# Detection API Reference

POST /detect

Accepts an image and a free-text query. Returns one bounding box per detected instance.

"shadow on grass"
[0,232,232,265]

**Written instruction:** Arrange the lines of the material above as a numbered list, omitting any blank lines.

**Solution below:**
1. # Detection API Reference
2. POST /detect
3. Accepts an image and a free-text query. Returns one bounding box per detected instance.
4. "shadow on grass"
5. [0,232,232,265]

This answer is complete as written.